THE PROBLEM - Give the data again exactly as written, skipping any pictures.

AVAILABLE RECORDS -
........

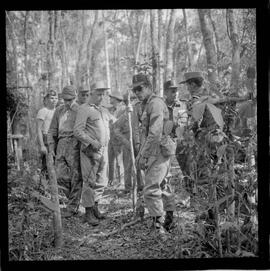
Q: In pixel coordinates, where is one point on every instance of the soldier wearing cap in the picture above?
(115, 147)
(122, 134)
(198, 125)
(92, 130)
(83, 95)
(44, 118)
(152, 157)
(61, 138)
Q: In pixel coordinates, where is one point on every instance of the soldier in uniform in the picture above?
(152, 157)
(44, 118)
(115, 147)
(122, 134)
(61, 138)
(83, 95)
(92, 130)
(198, 125)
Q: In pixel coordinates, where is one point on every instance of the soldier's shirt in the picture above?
(92, 123)
(155, 113)
(62, 123)
(46, 115)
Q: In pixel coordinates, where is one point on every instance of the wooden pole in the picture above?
(57, 223)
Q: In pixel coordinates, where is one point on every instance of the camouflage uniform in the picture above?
(121, 134)
(67, 161)
(155, 114)
(92, 124)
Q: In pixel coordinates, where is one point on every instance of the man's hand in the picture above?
(142, 162)
(43, 150)
(96, 146)
(51, 151)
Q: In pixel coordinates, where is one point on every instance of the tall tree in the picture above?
(89, 48)
(211, 56)
(169, 73)
(154, 41)
(190, 59)
(233, 35)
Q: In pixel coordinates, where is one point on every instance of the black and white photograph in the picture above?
(132, 134)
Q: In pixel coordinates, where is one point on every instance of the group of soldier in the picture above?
(86, 138)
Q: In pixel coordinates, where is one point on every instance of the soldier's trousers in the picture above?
(127, 161)
(94, 173)
(114, 156)
(68, 171)
(156, 198)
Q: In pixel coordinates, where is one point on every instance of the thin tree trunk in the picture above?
(160, 53)
(231, 25)
(80, 51)
(154, 39)
(57, 223)
(107, 59)
(210, 51)
(50, 51)
(190, 61)
(140, 40)
(169, 72)
(89, 48)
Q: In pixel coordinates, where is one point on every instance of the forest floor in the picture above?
(31, 233)
(137, 241)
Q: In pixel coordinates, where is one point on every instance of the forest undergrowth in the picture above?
(31, 229)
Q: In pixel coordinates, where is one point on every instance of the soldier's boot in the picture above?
(168, 222)
(97, 213)
(157, 225)
(89, 217)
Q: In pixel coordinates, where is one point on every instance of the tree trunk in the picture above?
(216, 38)
(169, 72)
(231, 25)
(140, 41)
(50, 50)
(78, 71)
(89, 49)
(210, 51)
(57, 223)
(154, 39)
(160, 52)
(107, 59)
(190, 60)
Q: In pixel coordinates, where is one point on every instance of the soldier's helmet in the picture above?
(169, 84)
(140, 79)
(68, 92)
(82, 89)
(191, 75)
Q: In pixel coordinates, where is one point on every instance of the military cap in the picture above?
(140, 79)
(68, 92)
(191, 75)
(99, 86)
(82, 89)
(132, 96)
(50, 93)
(169, 84)
(117, 95)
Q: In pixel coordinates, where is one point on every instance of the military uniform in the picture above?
(92, 124)
(67, 153)
(121, 134)
(155, 114)
(189, 152)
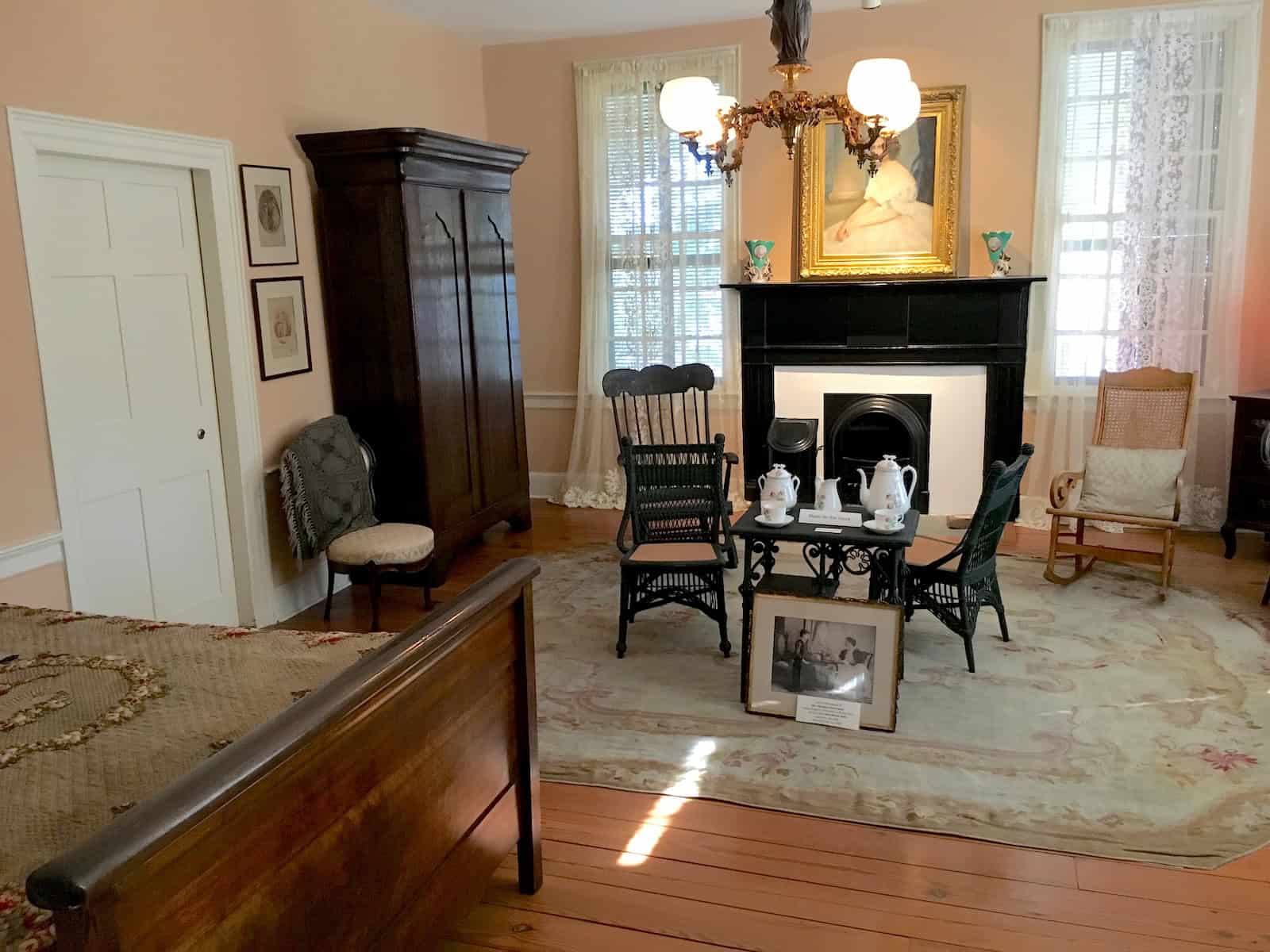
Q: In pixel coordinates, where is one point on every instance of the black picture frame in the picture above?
(260, 328)
(256, 255)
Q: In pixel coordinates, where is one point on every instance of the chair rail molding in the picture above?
(33, 554)
(230, 323)
(550, 400)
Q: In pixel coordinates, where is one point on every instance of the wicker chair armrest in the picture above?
(1060, 489)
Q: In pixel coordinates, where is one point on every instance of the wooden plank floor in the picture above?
(630, 873)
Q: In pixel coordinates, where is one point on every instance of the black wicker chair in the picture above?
(677, 518)
(956, 587)
(664, 405)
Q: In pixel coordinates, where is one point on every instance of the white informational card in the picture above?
(831, 714)
(818, 517)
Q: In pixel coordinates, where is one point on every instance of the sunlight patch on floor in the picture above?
(687, 786)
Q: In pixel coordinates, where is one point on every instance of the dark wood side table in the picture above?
(827, 555)
(1249, 498)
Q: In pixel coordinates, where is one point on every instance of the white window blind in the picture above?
(666, 220)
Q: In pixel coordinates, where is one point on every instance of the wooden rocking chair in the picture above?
(1143, 409)
(647, 413)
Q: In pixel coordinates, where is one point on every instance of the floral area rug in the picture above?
(98, 714)
(1113, 724)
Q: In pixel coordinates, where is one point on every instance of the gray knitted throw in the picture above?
(325, 486)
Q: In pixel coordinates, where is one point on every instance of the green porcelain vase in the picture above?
(759, 268)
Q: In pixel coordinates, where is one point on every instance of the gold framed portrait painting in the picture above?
(905, 220)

........

ANSWER IN FULL -
Q: In pixel coordinates, where is one point on every instance of the soldier wearing cap in the picture above?
(115, 147)
(122, 134)
(198, 125)
(92, 130)
(83, 95)
(44, 118)
(152, 157)
(61, 138)
Q: In pixel coordinates, where is one point on every instance of the soldier in uniform in the picture above?
(152, 157)
(44, 118)
(115, 147)
(122, 134)
(61, 138)
(83, 95)
(92, 130)
(198, 125)
Q: In pixel coordinates, where is one point on every instance of the soldier's shirt in the picture above?
(92, 123)
(155, 113)
(62, 123)
(46, 115)
Q: In pixel coordinates, where is one point on every instance of the wooden pole in the picture above?
(57, 223)
Q: In pixel coordinates, where is one point on every instance of the camouflage uniform in the picture above?
(121, 134)
(67, 161)
(155, 114)
(92, 124)
Q: In pixel coordinates, where is one point on every instance of the man's hand in the picture above?
(142, 162)
(43, 150)
(96, 146)
(51, 151)
Q: In pixel coordinates, where is one point on every instance of the tall tree in the picture above?
(89, 48)
(211, 56)
(169, 73)
(154, 41)
(190, 59)
(233, 35)
Q: In pixel coordinates, where is one point on every instance of the black and white photograph in the picture above?
(132, 134)
Q: In pixel coordinates, where is one point on every instance of the group of soldier in the picture above?
(86, 138)
Q: In pixel coordinates, where is one point on every instance of the soldier's trousers in the picture above?
(127, 161)
(94, 173)
(114, 156)
(68, 171)
(156, 198)
Q: In pixel coordinates, where is one point on every instance of the thin tree trunk in the picture above?
(160, 53)
(231, 25)
(80, 51)
(154, 39)
(57, 223)
(107, 59)
(210, 51)
(50, 51)
(190, 61)
(140, 40)
(169, 72)
(89, 48)
Q: In pixel coordinates, where is one point on every instance of the forest floor in the picture above?
(31, 233)
(137, 241)
Q: In pixel coordinates, where is one point on every instance of the forest undergrowth in the picture above?
(31, 229)
Q: In pixel coordinates, where is one point on every instance of the soldier's boot in the picture above?
(168, 222)
(97, 213)
(157, 225)
(89, 217)
Q: In pixel coordinates, where is one point on every instance of the tree trunk in the picture above?
(216, 38)
(169, 72)
(231, 25)
(140, 41)
(50, 50)
(78, 71)
(89, 49)
(210, 51)
(57, 223)
(154, 39)
(160, 52)
(107, 59)
(190, 60)
Q: In pixel coordinates, where is one point on every instance of the soldier's helmet in the picture above?
(169, 84)
(140, 79)
(68, 92)
(82, 89)
(191, 75)
Q: In pixel coordinates, where is one point on every instance of the military cap in the picture above?
(140, 79)
(68, 92)
(191, 75)
(99, 86)
(82, 89)
(132, 96)
(50, 93)
(169, 84)
(117, 95)
Q: In pixel coordinates, where is one point on every instance of the military uniform in the picture above?
(92, 124)
(67, 153)
(121, 134)
(155, 114)
(189, 152)
Q: In pixel coordinates, where is one point on every instance of the black picture frame in the picture above?
(260, 328)
(256, 255)
Q: In pixel coordinates, where is one point on every instance of the chair rail molding in the picture above?
(33, 554)
(230, 323)
(550, 400)
Q: In pixel coordinates, where is one point on every instance of the wicker chair armrest in the picture above?
(1060, 489)
Q: In pixel coordinates, where is one point on every instance of the wooden plank floor in the picture above?
(630, 873)
Q: In pixel coordinates, where is one point on every instance of the black wicker chair in the picture above?
(677, 518)
(956, 587)
(664, 405)
Q: In pixel coordinates, where is one point on every instance of the white informational card in the picture above?
(831, 714)
(818, 517)
Q: In pixel coordinates, where is one point on every instance of the sunlight patch on floor in the picture above?
(687, 786)
Q: In pixel coordinates, where is one point on every instance of the dark wood side table in the picture above?
(827, 555)
(1249, 498)
Q: In pixel coordinates, where is one point on every instance of the white window blind in the picture above?
(666, 220)
Q: In pixel coordinates, where is one point on every instance of the wooden rocking chair in the picture above?
(1143, 409)
(647, 413)
Q: In pixel coordinates, where is one point on every instance of the floral area rug in the picture above?
(98, 714)
(1113, 724)
Q: In pixel coordinates, where is one point on every instance of the gray knitted throw in the picture above?
(325, 486)
Q: In pixel coordinates, where is one point on every instance of the green porcelain vase in the picture above?
(759, 268)
Q: In pixel coordinates, where is one point on every instance of the gold framed portrait painting in the picture above?
(905, 220)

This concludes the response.